▶ **To do**: Exactly reproduce each record listed below.

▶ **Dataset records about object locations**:
* * * * * * *
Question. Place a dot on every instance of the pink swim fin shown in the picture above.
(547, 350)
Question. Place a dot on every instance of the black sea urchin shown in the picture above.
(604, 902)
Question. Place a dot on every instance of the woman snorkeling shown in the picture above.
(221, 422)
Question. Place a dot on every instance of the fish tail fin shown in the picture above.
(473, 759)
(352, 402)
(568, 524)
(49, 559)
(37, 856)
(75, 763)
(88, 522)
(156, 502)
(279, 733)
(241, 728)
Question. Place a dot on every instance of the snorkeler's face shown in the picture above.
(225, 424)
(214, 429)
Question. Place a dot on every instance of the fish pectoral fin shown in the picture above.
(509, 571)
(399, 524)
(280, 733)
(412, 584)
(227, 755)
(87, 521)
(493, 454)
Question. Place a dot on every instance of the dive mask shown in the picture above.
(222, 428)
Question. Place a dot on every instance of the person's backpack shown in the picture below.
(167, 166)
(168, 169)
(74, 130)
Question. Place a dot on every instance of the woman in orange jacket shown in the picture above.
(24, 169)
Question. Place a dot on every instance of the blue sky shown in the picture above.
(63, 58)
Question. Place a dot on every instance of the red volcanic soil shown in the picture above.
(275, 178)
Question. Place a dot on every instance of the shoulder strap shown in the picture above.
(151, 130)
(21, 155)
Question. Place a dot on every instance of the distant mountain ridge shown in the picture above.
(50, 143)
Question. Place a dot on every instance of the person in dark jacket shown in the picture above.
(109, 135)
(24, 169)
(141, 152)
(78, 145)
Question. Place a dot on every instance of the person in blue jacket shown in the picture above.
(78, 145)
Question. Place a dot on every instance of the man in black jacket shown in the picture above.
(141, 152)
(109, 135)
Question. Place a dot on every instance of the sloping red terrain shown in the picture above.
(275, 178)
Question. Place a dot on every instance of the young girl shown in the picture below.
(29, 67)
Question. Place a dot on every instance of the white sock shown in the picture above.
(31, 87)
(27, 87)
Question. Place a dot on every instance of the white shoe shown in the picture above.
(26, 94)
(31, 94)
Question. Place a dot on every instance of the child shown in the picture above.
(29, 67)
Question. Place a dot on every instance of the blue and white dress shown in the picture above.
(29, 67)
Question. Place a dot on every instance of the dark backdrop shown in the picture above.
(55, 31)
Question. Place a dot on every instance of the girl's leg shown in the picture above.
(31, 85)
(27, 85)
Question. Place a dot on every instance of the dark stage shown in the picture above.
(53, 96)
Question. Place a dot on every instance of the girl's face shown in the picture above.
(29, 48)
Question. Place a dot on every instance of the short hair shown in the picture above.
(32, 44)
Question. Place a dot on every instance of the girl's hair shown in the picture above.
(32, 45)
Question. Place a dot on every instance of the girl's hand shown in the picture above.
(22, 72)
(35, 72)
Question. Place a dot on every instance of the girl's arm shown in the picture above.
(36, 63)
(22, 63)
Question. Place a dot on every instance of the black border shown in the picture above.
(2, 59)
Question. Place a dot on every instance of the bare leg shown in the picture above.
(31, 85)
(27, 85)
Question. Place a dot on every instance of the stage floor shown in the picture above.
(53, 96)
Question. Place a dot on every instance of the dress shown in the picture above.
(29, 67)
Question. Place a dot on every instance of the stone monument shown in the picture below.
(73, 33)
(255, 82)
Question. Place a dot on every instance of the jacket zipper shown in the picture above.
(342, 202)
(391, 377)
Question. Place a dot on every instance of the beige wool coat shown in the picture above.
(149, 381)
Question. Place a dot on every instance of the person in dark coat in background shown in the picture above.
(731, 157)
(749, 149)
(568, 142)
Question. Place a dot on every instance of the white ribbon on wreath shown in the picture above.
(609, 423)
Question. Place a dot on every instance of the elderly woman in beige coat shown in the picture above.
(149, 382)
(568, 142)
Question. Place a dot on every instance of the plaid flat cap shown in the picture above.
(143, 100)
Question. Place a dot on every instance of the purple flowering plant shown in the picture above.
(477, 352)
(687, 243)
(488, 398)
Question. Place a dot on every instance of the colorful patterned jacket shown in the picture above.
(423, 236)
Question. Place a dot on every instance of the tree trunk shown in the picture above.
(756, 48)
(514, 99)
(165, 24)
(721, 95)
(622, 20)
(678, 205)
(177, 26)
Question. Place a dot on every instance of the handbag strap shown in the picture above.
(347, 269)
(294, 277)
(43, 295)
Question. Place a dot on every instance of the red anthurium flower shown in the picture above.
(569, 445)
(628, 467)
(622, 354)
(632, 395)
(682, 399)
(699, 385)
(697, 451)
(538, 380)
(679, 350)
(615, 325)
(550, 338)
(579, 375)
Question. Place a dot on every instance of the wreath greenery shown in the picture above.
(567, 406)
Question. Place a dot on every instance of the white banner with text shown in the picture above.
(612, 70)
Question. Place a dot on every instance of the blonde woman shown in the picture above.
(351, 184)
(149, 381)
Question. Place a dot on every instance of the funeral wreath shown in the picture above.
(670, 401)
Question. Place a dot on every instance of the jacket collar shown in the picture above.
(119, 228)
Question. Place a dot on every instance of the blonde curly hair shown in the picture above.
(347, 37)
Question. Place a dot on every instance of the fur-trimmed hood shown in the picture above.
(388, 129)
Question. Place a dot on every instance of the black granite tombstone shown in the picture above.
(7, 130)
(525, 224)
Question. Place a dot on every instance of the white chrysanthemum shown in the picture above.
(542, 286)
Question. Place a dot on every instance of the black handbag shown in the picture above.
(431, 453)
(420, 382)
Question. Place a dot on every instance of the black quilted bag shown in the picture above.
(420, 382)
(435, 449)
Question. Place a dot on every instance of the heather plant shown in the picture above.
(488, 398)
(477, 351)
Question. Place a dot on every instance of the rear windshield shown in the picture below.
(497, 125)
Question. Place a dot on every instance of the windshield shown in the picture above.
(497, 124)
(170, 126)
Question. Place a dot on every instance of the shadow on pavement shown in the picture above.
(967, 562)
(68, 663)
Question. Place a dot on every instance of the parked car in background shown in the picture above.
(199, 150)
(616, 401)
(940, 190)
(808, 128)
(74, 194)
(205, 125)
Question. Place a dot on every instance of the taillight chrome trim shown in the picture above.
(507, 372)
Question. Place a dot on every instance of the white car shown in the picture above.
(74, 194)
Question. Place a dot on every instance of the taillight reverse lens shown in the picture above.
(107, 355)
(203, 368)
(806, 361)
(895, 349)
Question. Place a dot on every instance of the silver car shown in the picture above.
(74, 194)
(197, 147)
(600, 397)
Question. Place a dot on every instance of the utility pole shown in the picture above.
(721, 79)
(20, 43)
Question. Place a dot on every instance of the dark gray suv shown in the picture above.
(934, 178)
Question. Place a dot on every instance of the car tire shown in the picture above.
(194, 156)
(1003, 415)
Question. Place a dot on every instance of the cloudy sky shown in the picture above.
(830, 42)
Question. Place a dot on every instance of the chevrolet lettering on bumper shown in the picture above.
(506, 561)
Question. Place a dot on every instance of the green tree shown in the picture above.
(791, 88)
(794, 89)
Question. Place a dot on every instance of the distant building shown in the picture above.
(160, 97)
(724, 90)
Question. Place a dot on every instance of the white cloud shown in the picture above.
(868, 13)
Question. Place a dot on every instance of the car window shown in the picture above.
* * * * * * *
▶ **Task response**:
Question. Place a dot on every instance of the pink swim fin shown in the picture above.
(547, 350)
Question. Place a dot on every instance of the black sea urchin shown in the picture above.
(604, 902)
Question. Place a dot on every instance of the woman snorkeling shown in the picture above.
(221, 422)
Question. Place a dot on every instance of the fish tail fin shown in the picture above.
(473, 759)
(352, 402)
(568, 524)
(49, 559)
(37, 856)
(75, 763)
(88, 522)
(156, 502)
(279, 733)
(241, 728)
Question. Place a dot on every instance of the snorkeler's face shown in the picture above.
(225, 424)
(214, 429)
Question. Place a dot on every instance of the fish pectoral fin shown in the picture above.
(509, 571)
(399, 524)
(280, 733)
(412, 584)
(227, 755)
(87, 521)
(493, 454)
Question. Place a dot on every instance of the dive mask shown in the picture above.
(222, 428)
Question. Place a dot on every instance of the person's backpack shown in the picture below.
(167, 166)
(168, 169)
(74, 130)
Question. Place a dot on every instance of the woman in orange jacket shown in the picture above.
(24, 169)
Question. Place a dot on every instance of the blue sky shown in the picture above.
(63, 58)
Question. Place a dot on every instance of the red volcanic soil shown in the picture above.
(275, 178)
Question. Place a dot on every instance of the shoulder strap shown in the picture above.
(151, 130)
(21, 155)
Question. Place a dot on every instance of the distant mountain ridge shown in the picture above.
(50, 143)
Question. Place a dot on every instance of the person in dark jacket shown in the picture above.
(109, 135)
(24, 169)
(141, 152)
(78, 145)
Question. Place a dot on every instance of the person in blue jacket shown in the picture above.
(78, 145)
Question. Place a dot on every instance of the man in black jacket shown in the picture above.
(141, 152)
(109, 135)
Question. Place a dot on every instance of the sloping red terrain shown in the picture above.
(275, 178)
Question. Place a dot on every instance of the young girl shown in the picture below.
(29, 67)
Question. Place a dot on every instance of the white sock shown in the picture above.
(31, 87)
(27, 87)
Question. Place a dot on every instance of the white shoe shown in the picture above.
(26, 94)
(31, 94)
Question. Place a dot on every instance of the child shown in the picture above.
(29, 67)
Question. Place a dot on every instance of the blue and white dress shown in the picture above.
(29, 67)
Question. Place a dot on every instance of the dark backdrop shown in the picture above.
(55, 31)
Question. Place a dot on every instance of the girl's leg shown in the picture above.
(31, 85)
(27, 85)
Question. Place a dot on every instance of the dark stage shown in the picture above.
(53, 96)
Question. Place a dot on every instance of the girl's face shown in the picture above.
(29, 48)
Question. Place a dot on every instance of the short hair shown in the picture above.
(32, 44)
Question. Place a dot on every instance of the girl's hair shown in the picture above.
(32, 45)
Question. Place a dot on every instance of the girl's hand shown in the picture above.
(22, 72)
(35, 72)
Question. Place a dot on every instance of the girl's arm shown in the picture above.
(36, 63)
(22, 63)
Question. Place a dot on every instance of the black border shown in the picture above.
(2, 59)
Question. Place a dot on every instance of the bare leg shown in the picture above.
(31, 85)
(27, 85)
Question. Place a dot on every instance of the stage floor shown in the picture above.
(53, 96)
Question. Place a dot on every instance of the dress shown in the picture above.
(29, 67)
Question. Place a dot on every instance of the stone monument shown in the picture below.
(73, 33)
(255, 82)
Question. Place a dot on every instance of the jacket zipper shown in the picture above.
(342, 202)
(391, 377)
Question. Place a dot on every instance of the beige wool coat shown in the picture above.
(149, 381)
Question. Place a dot on every instance of the person in dark coat in background shown in the picture above.
(731, 157)
(749, 149)
(568, 142)
Question. Place a dot on every instance of the white ribbon on wreath shown in the picture above.
(609, 423)
Question. Place a dot on every instance of the elderly woman in beige coat shown in the picture above.
(149, 382)
(568, 142)
Question. Place a dot on every instance of the plaid flat cap shown in the picture above.
(143, 100)
Question. Place a dot on every instance of the purple flowering plant shown in the picture above.
(477, 352)
(687, 243)
(488, 398)
Question. Place a dot on every instance of the colorful patterned jacket shown in the picture above.
(423, 236)
Question. Place a dot on every instance of the tree trunk shown in the picture above.
(756, 48)
(514, 99)
(165, 24)
(721, 95)
(622, 20)
(678, 205)
(177, 26)
Question. Place a dot on every instance of the handbag strap shown in the picture above.
(347, 269)
(294, 277)
(43, 295)
Question. Place a dot on every instance of the red anthurium flower shown in the picture above.
(569, 445)
(628, 467)
(622, 354)
(632, 395)
(682, 399)
(699, 385)
(697, 451)
(538, 380)
(679, 350)
(615, 325)
(550, 338)
(579, 375)
Question. Place a dot on every instance of the wreath greenery shown in the picture above.
(567, 406)
Question. Place a dot on every instance of the white banner with text shown in the picture above.
(612, 70)
Question. Place a dot on every instance of the blonde woman shown in the picture above.
(351, 184)
(149, 381)
Question. Place a dot on every instance of the funeral wreath shown in the picture above.
(670, 401)
Question. Place a dot on every instance of the jacket collar shown in the picture above.
(119, 228)
Question. Place a dot on every instance of the blonde curly hair shown in the picture above.
(347, 37)
Question. Place a dot on every instance of the fur-trimmed hood shown in the picture above.
(388, 129)
Question. Place a dot on every instance of the black granite tombstone shown in the picture above.
(7, 130)
(525, 224)
Question. Place a dot on every instance of the white chrysanthemum shown in the picture above.
(542, 286)
Question. Place a dot on every instance of the black handbag shown in the picture above.
(431, 453)
(420, 382)
Question. Place a dot on every instance of the black quilted bag shown in the picture above.
(420, 382)
(435, 449)
Question. Place a dot on every instance of the heather plant shown in the picture above.
(488, 398)
(477, 351)
Question. Place a dot on every instance of the rear windshield shown in the picture below.
(497, 125)
Question. Place a dot on every instance of the windshield shown in the picture above.
(497, 124)
(170, 126)
Question. Place a dot on every instance of the shadow on pavement shown in the picture above.
(967, 562)
(68, 663)
Question. Place a dot on every instance of the parked car in background shown in the picture above.
(199, 150)
(616, 401)
(940, 190)
(808, 128)
(74, 194)
(205, 125)
Question. Place a dot on every instance of the taillight chrome trim shown in the picture above.
(507, 372)
Question. Place a dot on every instance of the white car shown in the picture above.
(74, 194)
Question. Place a dot on every instance of the taillight reverse lens shown in the picture above.
(107, 355)
(203, 368)
(806, 361)
(895, 349)
Question. Place a dot on every instance of the silver car shown in the picture above.
(74, 194)
(197, 147)
(600, 397)
Question. Place a dot on every instance of the utility pole shown in the picture above.
(721, 79)
(20, 43)
Question. Place a dot on every instance of the dark gray suv shown in the picture above.
(934, 178)
Question. Place a dot on every instance of the car tire shown in the picture above.
(194, 156)
(1003, 415)
Question. Place a dot on every instance of the cloudy sky shown in the picture above.
(830, 42)
Question. Place a dot on every instance of the chevrolet lettering on bumper shown in the picture above.
(506, 561)
Question. Place a dot on every instance of the green tree shown in the picture above.
(791, 88)
(794, 89)
Question. Place a dot on every instance of the distant building shown in the picture above.
(160, 97)
(724, 90)
Question. Place a dot on every instance of the white cloud shown in the picture above.
(868, 13)
Question. Place a dot on every instance of the car window shown in the picture above.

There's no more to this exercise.